_Task inputs_
►
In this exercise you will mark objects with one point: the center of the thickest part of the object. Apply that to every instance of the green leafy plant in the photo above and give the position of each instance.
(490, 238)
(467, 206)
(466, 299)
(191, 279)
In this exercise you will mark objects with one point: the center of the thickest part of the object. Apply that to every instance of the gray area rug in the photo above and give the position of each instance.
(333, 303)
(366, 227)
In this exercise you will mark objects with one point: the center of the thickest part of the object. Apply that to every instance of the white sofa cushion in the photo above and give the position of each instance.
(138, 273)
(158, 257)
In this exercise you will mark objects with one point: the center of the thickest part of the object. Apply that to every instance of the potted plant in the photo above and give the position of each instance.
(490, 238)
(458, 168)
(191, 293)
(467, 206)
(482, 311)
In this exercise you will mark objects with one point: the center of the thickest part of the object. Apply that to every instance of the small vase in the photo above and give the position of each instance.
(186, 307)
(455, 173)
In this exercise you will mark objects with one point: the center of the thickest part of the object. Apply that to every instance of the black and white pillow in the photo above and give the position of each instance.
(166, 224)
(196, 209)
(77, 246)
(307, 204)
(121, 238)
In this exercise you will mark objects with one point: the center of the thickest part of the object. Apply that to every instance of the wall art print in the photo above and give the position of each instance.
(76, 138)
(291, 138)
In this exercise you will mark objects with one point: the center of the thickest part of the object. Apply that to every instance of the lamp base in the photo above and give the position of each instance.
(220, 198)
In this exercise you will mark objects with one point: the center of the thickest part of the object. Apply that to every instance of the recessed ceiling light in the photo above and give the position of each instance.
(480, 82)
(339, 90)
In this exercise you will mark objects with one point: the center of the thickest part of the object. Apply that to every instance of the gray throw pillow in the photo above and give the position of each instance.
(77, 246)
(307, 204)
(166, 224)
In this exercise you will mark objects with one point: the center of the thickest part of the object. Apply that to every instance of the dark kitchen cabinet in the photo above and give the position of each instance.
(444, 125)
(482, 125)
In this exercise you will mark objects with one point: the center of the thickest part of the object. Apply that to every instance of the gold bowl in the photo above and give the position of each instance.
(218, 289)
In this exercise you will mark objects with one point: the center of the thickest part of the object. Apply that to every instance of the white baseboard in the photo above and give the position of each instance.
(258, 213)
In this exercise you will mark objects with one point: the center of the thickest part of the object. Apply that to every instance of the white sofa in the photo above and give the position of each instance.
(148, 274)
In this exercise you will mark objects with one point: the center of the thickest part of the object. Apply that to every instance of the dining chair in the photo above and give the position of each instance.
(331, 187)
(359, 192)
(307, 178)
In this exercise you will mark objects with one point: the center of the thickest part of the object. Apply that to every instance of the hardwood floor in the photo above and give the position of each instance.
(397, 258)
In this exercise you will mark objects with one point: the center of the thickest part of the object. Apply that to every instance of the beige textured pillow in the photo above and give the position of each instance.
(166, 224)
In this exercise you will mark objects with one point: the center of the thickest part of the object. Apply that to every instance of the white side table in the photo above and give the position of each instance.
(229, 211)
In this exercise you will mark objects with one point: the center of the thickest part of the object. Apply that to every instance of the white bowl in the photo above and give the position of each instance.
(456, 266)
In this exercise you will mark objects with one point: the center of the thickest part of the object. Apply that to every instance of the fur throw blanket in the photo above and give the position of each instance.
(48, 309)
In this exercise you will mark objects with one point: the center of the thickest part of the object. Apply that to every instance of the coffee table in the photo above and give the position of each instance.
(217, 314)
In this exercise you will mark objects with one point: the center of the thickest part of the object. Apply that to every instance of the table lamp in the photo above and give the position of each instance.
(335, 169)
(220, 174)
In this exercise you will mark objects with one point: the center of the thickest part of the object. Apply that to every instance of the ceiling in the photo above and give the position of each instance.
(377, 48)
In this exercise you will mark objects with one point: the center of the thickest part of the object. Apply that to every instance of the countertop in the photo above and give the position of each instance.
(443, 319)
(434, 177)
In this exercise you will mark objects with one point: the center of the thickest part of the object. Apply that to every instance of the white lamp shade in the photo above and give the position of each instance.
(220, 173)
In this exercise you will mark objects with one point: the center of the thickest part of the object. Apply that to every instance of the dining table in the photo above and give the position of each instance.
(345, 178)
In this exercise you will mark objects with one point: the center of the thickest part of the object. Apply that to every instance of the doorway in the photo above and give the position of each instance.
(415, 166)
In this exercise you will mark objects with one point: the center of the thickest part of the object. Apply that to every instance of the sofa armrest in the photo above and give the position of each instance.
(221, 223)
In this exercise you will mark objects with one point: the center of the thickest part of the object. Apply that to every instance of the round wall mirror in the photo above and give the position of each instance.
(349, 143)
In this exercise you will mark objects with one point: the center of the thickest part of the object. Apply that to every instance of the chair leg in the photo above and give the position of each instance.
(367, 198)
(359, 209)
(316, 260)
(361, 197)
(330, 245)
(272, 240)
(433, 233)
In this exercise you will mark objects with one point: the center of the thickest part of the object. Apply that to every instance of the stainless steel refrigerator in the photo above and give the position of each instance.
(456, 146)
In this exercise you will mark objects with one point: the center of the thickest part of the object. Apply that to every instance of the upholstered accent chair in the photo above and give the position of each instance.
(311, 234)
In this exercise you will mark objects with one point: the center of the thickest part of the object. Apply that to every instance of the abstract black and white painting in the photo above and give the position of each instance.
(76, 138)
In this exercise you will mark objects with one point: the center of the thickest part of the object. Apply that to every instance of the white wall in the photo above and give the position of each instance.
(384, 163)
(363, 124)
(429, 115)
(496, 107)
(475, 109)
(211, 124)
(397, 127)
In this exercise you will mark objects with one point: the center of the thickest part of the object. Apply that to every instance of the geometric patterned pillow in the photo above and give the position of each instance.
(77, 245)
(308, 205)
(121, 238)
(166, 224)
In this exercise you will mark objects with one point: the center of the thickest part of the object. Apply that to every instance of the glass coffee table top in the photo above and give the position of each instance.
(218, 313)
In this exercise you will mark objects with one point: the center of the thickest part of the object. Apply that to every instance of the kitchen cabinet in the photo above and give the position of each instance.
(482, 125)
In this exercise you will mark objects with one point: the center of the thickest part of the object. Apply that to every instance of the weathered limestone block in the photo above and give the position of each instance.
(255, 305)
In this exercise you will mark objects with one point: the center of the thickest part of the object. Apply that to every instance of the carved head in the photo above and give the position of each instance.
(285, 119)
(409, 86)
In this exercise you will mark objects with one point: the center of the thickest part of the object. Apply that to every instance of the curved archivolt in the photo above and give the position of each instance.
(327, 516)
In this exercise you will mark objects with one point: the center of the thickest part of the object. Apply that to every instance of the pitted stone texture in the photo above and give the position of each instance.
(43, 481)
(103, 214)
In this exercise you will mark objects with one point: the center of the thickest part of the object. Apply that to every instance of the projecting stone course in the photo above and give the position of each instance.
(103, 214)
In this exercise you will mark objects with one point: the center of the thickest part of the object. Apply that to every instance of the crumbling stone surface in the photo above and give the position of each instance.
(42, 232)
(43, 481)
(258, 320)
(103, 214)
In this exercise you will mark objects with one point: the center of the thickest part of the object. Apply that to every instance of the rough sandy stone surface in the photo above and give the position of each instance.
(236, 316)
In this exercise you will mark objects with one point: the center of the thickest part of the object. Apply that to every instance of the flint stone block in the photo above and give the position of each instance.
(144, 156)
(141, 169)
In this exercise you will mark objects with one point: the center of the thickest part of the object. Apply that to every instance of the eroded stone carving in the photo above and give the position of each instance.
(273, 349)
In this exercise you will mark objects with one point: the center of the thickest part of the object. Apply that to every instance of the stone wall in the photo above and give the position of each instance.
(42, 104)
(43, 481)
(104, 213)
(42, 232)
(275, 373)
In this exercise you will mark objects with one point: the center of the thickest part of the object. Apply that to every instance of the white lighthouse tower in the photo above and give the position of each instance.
◄
_Written request_
Faithfully copy every entry, leaving nothing out.

_Written answer_
In this exercise you will mark objects with one point: the center of the thickest part of the object. Apply that to every instance of the green leafy plant in the photo above and give the position of each instance.
(490, 238)
(467, 206)
(466, 299)
(191, 279)
In this exercise you will mark objects with one point: the center of the thickest part of the object. Apply that to every instance of the gray area rug in the photo above and give the position of each instance.
(333, 303)
(366, 227)
In this exercise you will mark objects with one point: the center of the thickest part of the object. Apply that to every instance of the white sofa cushion in the photo above and give the position of each instance.
(138, 273)
(158, 257)
In this exercise you will mark objects with one point: the center of the thickest part of the object. Apply that to every instance of the potted plant in the photo above and give the position of each instance.
(490, 238)
(458, 168)
(191, 293)
(467, 206)
(482, 311)
In this exercise you will mark objects with one point: the center of the thickest part of the object. Apply that to every instance of the small vase in the photo above and give the position of each instance.
(186, 307)
(455, 173)
In this exercise you will mark objects with one point: the center of the thickest part of the object. Apply that to every instance of the black and white pillow in the photo above and give the position of each instance.
(166, 224)
(196, 209)
(77, 246)
(307, 204)
(121, 238)
In this exercise you will mark objects with one point: the center of the thickest part of the object. Apply that to every instance of the wall art print in the photo above and give the position of each instance.
(76, 138)
(291, 138)
In this exercise you will mark objects with one point: the center of the thickest part of the object. Apply that to every instance of the lamp base in the photo above and give the position of each instance.
(220, 198)
In this exercise you will mark objects with one point: the center of the thickest part of the object. Apply that to every instance of the recessed ceiling light in the photo above and give the position of each instance.
(480, 82)
(339, 90)
In this exercise you will mark objects with one point: the center of the thickest part of the object. Apply that to every instance of the gray throw pillow in the photo above and give the position of each instance.
(77, 246)
(307, 204)
(166, 224)
In this exercise you will mark objects with one point: the center of the thickest part of the object. Apply that to every instance of the dark kitchen cabinet in the photo above and give the position of each instance.
(444, 125)
(482, 125)
In this exercise you will mark objects with one point: the center of the thickest part of the object. Apply that to every instance of the gold bowl in the photo above and give the position of each instance.
(218, 289)
In this exercise you will mark objects with one point: the center of the thickest part of the object. Apply that to every instance of the white baseboard in the photo above and give the position of each instance.
(258, 213)
In this exercise you will mark objects with one point: the center of the thickest part of the object. Apply that to every instance of the white sofa in the photo above and give the position of each instance.
(148, 274)
In this exercise you will mark objects with one point: the center of the thickest part of the object. Apply that to every instance of the dining chair in the photo above and give the position of each instance.
(331, 187)
(359, 192)
(307, 178)
In this exercise you will mark objects with one point: the center of the thickest part of the object. Apply that to every instance of the hardwood floor in the photo above and give the position of each instance.
(397, 258)
In this exercise you will mark objects with one point: the center of the thickest part of the object. Apply that to every instance of the beige textured pillow in the photo above and give the position of each instance.
(166, 224)
In this exercise you will mark objects with one point: the center of the thickest part of the object. Apply that to every instance of the white side table in the photo above and give the position of each instance.
(229, 211)
In this exercise you will mark objects with one point: the center of the thickest part of the object. Apply that to every instance of the white bowl in the photo above and give the position of each instance.
(456, 266)
In this exercise you will mark objects with one point: the center of the thickest part of the object. Apply that to every instance of the fur throw blanket in the photo above and give the position of each instance.
(48, 309)
In this exercise you will mark objects with one point: the center of the thickest part of the object. Apply that to every instance of the coffee table in the photo above and give the position of each instance.
(217, 314)
In this exercise you will mark objects with one point: the center of the thickest part of the object. Apply that to every instance of the table lamp in the photo above and give the position of each instance.
(335, 169)
(220, 174)
In this exercise you will mark objects with one point: the center of the thickest part of the object. Apply that to every instance of the ceiling in the photo above and give the position of each instance.
(377, 48)
In this exercise you will mark objects with one point: the center of the thickest part of the object. Apply that to every instance of the countertop in the photo above and give the position of each instance.
(443, 319)
(434, 177)
In this exercise you will mark objects with one point: the center of the thickest part of the object. Apply that to every instance of the white lamp shade in the photo above and give the position of each instance.
(220, 173)
In this exercise you will mark objects with one point: the center of the thickest part of the object. Apply that to every instance of the dining table in the photo above and give the position of each instance.
(345, 178)
In this exercise you will mark objects with one point: the center of the thickest part of the object. Apply that to every instance of the doorway in the photo above and give the position of each instance.
(415, 166)
In this exercise you will mark objects with one point: the center of the thickest part of the object. Apply that to every instance of the sofa armrest in the photo above and give the position of each instance.
(221, 223)
In this exercise you will mark objects with one point: the center of the thickest part of the object. Apply that to every instance of the round wall mirror in the photo above and give the position of each instance.
(349, 143)
In this exercise you will mark objects with one point: the center of the thickest part of the object. Apply that to every instance of the chair leg in the photo above and give the position of each instance.
(367, 198)
(359, 209)
(316, 260)
(361, 197)
(330, 245)
(272, 240)
(433, 233)
In this exercise you will mark objects with one point: the center of the thickest part of the object. Apply that to every instance of the stainless steel refrigerator in the photo above and give the position of each instance.
(456, 146)
In this exercise you will mark objects with one point: the center of the thickest part of the object. Apply that to every instance of the upholstered accent chair in the photo above and give the position of each instance.
(311, 234)
In this exercise you will mark objects with one point: the center of the thickest part of the object. Apply that to every instance of the abstract black and white painting in the photo above and give the position of each instance.
(76, 138)
In this exercise you will mark objects with one point: the center of the thickest part of the object. Apply that to every instance of the white wall in the photo above and give the position of each instance.
(384, 163)
(363, 124)
(429, 115)
(496, 107)
(475, 109)
(211, 124)
(397, 127)
In this exercise you will mark objects with one point: the center of the thickest part of the object. Apply that to every instance of the geometric patterned pillow in the photo above and give the position of each instance.
(77, 245)
(308, 205)
(121, 238)
(166, 224)
In this exercise you will mark objects with one point: the center of the thickest part of the object. Apply that to every instance of the glass coffee table top in the photo above and give the position of each instance.
(218, 313)
In this exercise you will mark objects with one point: the center of the thickest part of the object. Apply that to every instance of the kitchen cabinet in the photo above and give the position of each instance.
(482, 125)
In this exercise you will mark objects with one point: the center of the thickest part of the object. Apply that to every instance of the weathered limestone block in the photo above and give the position of each instance.
(255, 305)
In this exercise you will mark objects with one point: the center of the thickest part of the object. Apply that to every instance of the carved head in the photo above and give the position of each instance.
(285, 119)
(409, 86)
In this exercise you will mark objects with one point: the center of the thickest part of the object. Apply that to every instance of the curved archivolt in the photo above and give the position of each instance.
(327, 516)
In this exercise you will mark objects with one point: the center of the thickest part of the object. Apply that to every instance of the pitted stone texture in the photo above and give the position of each instance.
(43, 481)
(103, 214)
In this exercise you will mark objects with one point: the center of the thickest part of the object. Apply that to every instance of the projecting stone course in the photo above and give the position of each instance.
(103, 214)
In this exercise you will mark objects with one point: the center of the thickest part of the object. Apply that to every instance of the crumbling stone surface in the photo above and give the position of each instance.
(42, 232)
(43, 481)
(258, 320)
(103, 214)
In this exercise you will mark objects with one point: the center of the thickest part of the object. Apply that to every instance of the rough sandy stone surface in the photo above and give the position of each instance.
(236, 316)
In this exercise you will mark objects with one point: the center of the thickest part of the object. Apply that to every instance of the flint stone block in the photo above and give the position of each instance.
(144, 156)
(141, 169)
In this exercise you will mark objects with one point: the center of the thickest part of the object. Apply that to every instance of the eroded stone carving in the photo above and give the position of each instance.
(273, 349)
In this exercise you will mark objects with one point: the center of the thickest part of the object. Apply that to every instance of the stone wall in the photo above and give the position of each instance.
(42, 104)
(43, 481)
(104, 213)
(42, 232)
(275, 373)
In this exercise you will mark objects with one point: the center of the thickest part of the object. Apply that to every instance of the white lighthouse tower in the photo above and give the position of each instance.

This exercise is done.